◆ Your goal ◆
Pictures stay out of the copy; set down each line of the listing below exactly.

◆ Data listing ◆
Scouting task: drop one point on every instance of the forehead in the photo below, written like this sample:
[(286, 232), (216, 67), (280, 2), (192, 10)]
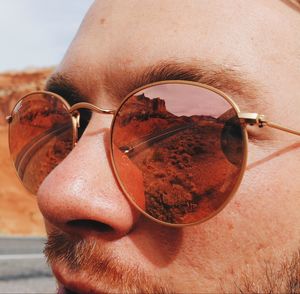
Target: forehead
[(244, 35)]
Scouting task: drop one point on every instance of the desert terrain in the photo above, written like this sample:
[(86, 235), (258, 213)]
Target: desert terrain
[(19, 214), (176, 156)]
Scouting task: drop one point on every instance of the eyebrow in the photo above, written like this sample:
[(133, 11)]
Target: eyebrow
[(120, 81)]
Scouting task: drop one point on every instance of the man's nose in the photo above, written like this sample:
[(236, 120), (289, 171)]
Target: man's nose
[(81, 195)]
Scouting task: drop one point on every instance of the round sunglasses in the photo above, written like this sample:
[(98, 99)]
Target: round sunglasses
[(178, 148)]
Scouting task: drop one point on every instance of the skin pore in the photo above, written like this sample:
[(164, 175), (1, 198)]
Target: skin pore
[(97, 241)]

◆ Task response ◆
Scouting task: drop one point on every instance of the forehead in the photo below, written like this sample:
[(286, 232), (216, 67), (280, 2), (192, 10)]
Target: forehead
[(244, 35)]
Scouting task: drop one point on every instance of the desert terrain in the photo above, written like this sample:
[(86, 235), (258, 213)]
Target: desert terrain
[(19, 214), (176, 156)]
Scouting task: drop one point on every instance of the eyebrow in the photo above, written like this sample:
[(133, 11)]
Target: eyebrow
[(120, 81)]
Scouting task: drop one point on every instance of the man's nose in the photo above, written like this sample:
[(236, 120), (289, 171)]
Target: man's nose
[(81, 195)]
Scouting task: drop one point on every instance of the round sunglasses in the photo above, written like this sample:
[(98, 99)]
Target: round sunglasses
[(178, 148)]
Scouting task: drop one point on every instance of the skin pore in the photo above, written like this sample:
[(164, 175), (1, 198)]
Target: skin pore
[(97, 241)]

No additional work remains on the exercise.